What the task requires
With nothing omitted, transcribe the entries exactly as written.
### Entries shown ###
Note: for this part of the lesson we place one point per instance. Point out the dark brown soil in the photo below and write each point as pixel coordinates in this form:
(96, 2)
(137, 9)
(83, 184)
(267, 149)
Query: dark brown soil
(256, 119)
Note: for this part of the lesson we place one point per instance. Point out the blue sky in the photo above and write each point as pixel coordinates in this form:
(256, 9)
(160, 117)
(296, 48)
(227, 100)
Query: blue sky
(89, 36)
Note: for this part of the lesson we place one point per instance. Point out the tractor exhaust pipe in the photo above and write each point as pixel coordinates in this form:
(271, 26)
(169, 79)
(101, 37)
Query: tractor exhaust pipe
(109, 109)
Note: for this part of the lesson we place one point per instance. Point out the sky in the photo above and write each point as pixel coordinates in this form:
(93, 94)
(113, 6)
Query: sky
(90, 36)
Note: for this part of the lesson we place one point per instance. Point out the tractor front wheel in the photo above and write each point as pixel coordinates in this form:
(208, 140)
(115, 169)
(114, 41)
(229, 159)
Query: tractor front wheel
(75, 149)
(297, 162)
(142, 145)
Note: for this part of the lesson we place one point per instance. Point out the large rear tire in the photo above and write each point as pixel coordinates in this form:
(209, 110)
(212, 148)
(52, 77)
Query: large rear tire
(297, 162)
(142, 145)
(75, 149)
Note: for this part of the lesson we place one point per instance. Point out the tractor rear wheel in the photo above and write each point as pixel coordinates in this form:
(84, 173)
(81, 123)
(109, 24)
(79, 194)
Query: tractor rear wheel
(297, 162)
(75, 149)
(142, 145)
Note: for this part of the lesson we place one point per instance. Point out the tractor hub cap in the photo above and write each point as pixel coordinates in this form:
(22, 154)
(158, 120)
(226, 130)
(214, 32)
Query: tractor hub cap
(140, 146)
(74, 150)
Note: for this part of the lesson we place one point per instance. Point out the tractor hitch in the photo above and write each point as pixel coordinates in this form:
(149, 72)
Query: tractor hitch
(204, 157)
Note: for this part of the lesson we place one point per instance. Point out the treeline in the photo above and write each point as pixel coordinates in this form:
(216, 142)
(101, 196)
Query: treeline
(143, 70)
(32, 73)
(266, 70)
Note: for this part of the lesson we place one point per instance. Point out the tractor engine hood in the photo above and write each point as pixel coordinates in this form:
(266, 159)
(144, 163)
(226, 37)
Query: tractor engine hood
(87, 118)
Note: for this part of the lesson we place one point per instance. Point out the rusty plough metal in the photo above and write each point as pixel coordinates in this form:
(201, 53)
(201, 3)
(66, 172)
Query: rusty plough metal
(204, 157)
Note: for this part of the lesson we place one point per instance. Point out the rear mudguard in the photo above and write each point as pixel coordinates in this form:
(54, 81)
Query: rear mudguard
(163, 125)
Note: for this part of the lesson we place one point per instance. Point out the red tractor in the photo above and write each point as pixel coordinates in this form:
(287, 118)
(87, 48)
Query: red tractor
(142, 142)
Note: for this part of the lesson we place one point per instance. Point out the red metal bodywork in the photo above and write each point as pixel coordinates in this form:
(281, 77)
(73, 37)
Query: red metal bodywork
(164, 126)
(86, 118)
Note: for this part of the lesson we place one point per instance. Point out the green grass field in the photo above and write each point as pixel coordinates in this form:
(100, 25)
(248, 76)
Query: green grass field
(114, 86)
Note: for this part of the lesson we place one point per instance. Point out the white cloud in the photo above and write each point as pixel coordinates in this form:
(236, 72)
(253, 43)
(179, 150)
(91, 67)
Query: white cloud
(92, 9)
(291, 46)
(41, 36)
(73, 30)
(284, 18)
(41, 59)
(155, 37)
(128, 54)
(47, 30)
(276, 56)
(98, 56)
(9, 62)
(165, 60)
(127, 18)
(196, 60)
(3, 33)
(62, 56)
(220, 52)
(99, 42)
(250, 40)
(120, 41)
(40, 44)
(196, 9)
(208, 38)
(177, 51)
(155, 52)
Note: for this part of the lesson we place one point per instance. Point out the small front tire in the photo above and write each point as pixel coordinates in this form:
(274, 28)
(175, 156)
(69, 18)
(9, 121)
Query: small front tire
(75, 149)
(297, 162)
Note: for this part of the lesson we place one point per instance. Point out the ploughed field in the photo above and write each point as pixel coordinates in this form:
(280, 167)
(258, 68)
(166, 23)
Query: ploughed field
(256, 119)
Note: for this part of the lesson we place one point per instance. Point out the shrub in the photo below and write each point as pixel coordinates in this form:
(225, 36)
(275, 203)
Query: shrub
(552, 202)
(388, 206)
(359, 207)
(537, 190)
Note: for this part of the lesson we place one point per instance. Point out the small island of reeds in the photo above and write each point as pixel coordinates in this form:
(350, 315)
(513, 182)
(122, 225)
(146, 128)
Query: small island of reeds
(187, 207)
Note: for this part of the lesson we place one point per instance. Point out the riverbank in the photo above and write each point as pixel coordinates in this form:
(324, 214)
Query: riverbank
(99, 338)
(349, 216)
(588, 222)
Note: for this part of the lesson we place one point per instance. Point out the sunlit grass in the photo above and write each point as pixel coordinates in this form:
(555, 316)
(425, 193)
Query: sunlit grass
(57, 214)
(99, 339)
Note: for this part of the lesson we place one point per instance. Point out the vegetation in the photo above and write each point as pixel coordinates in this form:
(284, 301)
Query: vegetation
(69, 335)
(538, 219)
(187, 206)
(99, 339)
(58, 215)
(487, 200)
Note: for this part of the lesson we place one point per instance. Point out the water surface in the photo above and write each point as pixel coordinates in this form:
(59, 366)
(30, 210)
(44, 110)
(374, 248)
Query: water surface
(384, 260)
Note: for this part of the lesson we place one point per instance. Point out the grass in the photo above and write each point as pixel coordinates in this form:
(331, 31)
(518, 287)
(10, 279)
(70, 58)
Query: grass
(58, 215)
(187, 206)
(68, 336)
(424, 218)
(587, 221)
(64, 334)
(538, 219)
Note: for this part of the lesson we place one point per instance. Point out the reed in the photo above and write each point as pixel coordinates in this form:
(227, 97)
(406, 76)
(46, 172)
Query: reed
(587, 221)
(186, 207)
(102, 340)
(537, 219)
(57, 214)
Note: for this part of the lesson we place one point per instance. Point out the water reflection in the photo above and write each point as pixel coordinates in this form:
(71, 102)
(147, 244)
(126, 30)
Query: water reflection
###
Solution
Note: for this part of the lesson we place one point per instance. Point out the dark brown soil in the photo below and write each point as pixel coordinates in this form:
(96, 2)
(137, 9)
(83, 184)
(267, 149)
Query: dark brown soil
(256, 119)
Note: for this part of the lesson we place one point per instance. Point out the blue sky in the photo above and write each point as pixel coordinates in this form:
(256, 9)
(160, 117)
(296, 48)
(227, 100)
Query: blue sky
(89, 36)
Note: for this part of the lesson we place one point per instance. Point out the tractor exhaust pipe in the photo above and write each point as pixel coordinates in this form:
(271, 26)
(169, 79)
(101, 37)
Query: tractor exhaust pipe
(109, 109)
Note: for this part of the lesson we place one point per instance. Point out the sky in the photo above and write each point as pixel coordinates in this form:
(93, 94)
(113, 6)
Query: sky
(90, 36)
Note: for this part of the lesson we place one point per instance. Point out the tractor front wheel in the photo above and write each point as pixel coordinates in this form:
(208, 140)
(115, 169)
(114, 41)
(229, 159)
Query: tractor front wheel
(75, 149)
(297, 162)
(142, 145)
Note: for this part of the lesson we place one point per instance. Point out the large rear tire in the photo above and write each point as pixel coordinates in this form:
(209, 110)
(212, 148)
(52, 77)
Query: large rear tire
(297, 162)
(142, 145)
(75, 149)
Note: for this part of the lesson we place one point per instance. Point out the tractor rear wheel in the photo above and write each point as pixel coordinates in this form:
(84, 173)
(81, 123)
(109, 24)
(79, 194)
Query: tractor rear wheel
(297, 162)
(75, 149)
(142, 145)
Note: for this part of the lesson we place one point per instance. Point out the tractor hub cap in the photo above and write each point as pixel coordinates in this form:
(22, 154)
(158, 120)
(226, 130)
(214, 32)
Query: tractor hub cap
(140, 146)
(74, 150)
Note: for this part of the lesson we place one point per instance. Point out the tractor hitch in the photo above and write each point as pixel coordinates in this form:
(149, 72)
Query: tractor hitch
(204, 157)
Note: for this part of the lesson we place one point per instance. Point out the treeline in the photo above and write each point as pixel coordinates in this form:
(216, 142)
(101, 196)
Query: treeline
(143, 70)
(32, 73)
(266, 70)
Note: for this part of the lesson we place one point per instance. Point out the tractor engine hood in the photo above and write each point as pixel coordinates in this form:
(266, 159)
(144, 163)
(226, 37)
Query: tractor engine hood
(87, 118)
Note: for this part of the lesson we place one point per instance. Point out the rusty plough metal in the photo above and write each point as pixel coordinates in this form:
(201, 53)
(201, 3)
(66, 172)
Query: rusty plough metal
(204, 157)
Note: for this part of the lesson we place one point per instance. Point out the rear mudguard in the photo above and write each point as pixel coordinates in this form:
(54, 81)
Query: rear mudguard
(163, 125)
Note: for this part of the lesson we place one point per instance. Point out the red tractor in the photo above and write each point as pixel coordinates in this form:
(287, 118)
(87, 48)
Query: red tractor
(142, 142)
Note: for this part of the lesson we place one point per instance. Point out the red metal bodywork in the photo above and write each point as pixel coordinates in this form:
(281, 77)
(73, 37)
Query: red metal bodywork
(164, 126)
(86, 118)
Note: for this part of the lesson we place one point per instance. Point out the green grass field in the photo above and write each point as pixel coordinates in this form:
(100, 25)
(248, 76)
Query: green grass field
(114, 86)
Note: for this part of the lesson we place one point per instance. Point out the white cloud in the photo above and write each point as pixel coordinates in this form:
(236, 72)
(253, 43)
(179, 150)
(91, 67)
Query: white cloud
(92, 9)
(291, 46)
(41, 36)
(73, 30)
(284, 18)
(41, 59)
(155, 37)
(128, 54)
(47, 30)
(276, 56)
(98, 56)
(9, 62)
(165, 60)
(127, 18)
(196, 60)
(3, 33)
(62, 56)
(220, 52)
(99, 42)
(250, 40)
(120, 41)
(40, 44)
(196, 9)
(208, 38)
(177, 51)
(155, 52)
Note: for this part of the lesson we place one point per instance. Point out the small front tire in the photo above and write each point as pixel coordinates in this form:
(274, 28)
(175, 156)
(69, 18)
(9, 121)
Query: small front tire
(75, 149)
(297, 162)
Note: for this part of the lesson we place one point per instance. Point out the ploughed field in the photo above and write each point as pixel coordinates in this form:
(280, 167)
(258, 68)
(166, 23)
Query: ploughed field
(256, 119)
Note: for this part of the lesson we place one point per instance. Point out the shrub in the photo below and write each point as pixel coordinates in this form:
(225, 36)
(275, 203)
Query: shrub
(552, 202)
(388, 206)
(359, 207)
(537, 190)
Note: for this part of the lesson we place one point per instance. Point out the small island of reeds in the photo above and write each point as pixel coordinates in this form:
(350, 315)
(513, 182)
(122, 225)
(146, 128)
Query: small island of reeds
(187, 207)
Note: for this part of the lesson we place one point per instance. Point out the riverbank in the photo above and write each point as pixel coordinates in this form:
(324, 214)
Query: riverbank
(99, 338)
(349, 216)
(588, 222)
Note: for this part of the lesson we place one point per instance. Point out the sunlit grass in the photo above and write each point as pixel coordinates in this form:
(555, 316)
(425, 193)
Query: sunlit grass
(57, 214)
(99, 339)
Note: for this part of the lesson we place one point per instance. Point out the vegetation in the photo above and write each point as pixel coordinates in this form:
(284, 301)
Query: vegetation
(69, 335)
(538, 219)
(187, 206)
(99, 339)
(58, 215)
(487, 200)
Note: for this part of the lesson we place one point per instance. Point out the water surface in the photo above and write each point as pixel coordinates in this form:
(59, 366)
(30, 210)
(44, 110)
(374, 248)
Query: water surface
(384, 260)
Note: for this part of the lesson we place one point per instance. Point out the grass in the photo above and write each point as pixel coordinates in this form:
(331, 31)
(518, 287)
(10, 279)
(70, 58)
Query: grass
(58, 215)
(187, 206)
(68, 336)
(424, 218)
(587, 221)
(64, 334)
(538, 219)
Note: for this part of the lesson we place one point per instance. Point out the reed in the photo above and write each point as pixel coordinates in this form:
(227, 97)
(406, 76)
(46, 172)
Query: reed
(587, 221)
(186, 207)
(102, 340)
(537, 219)
(57, 214)
Note: for this part of the lesson we place one point per instance. Point out the water reflection in the photo above and write each point as pixel coordinates in this form:
(71, 102)
(147, 244)
(126, 30)
Query: water reflection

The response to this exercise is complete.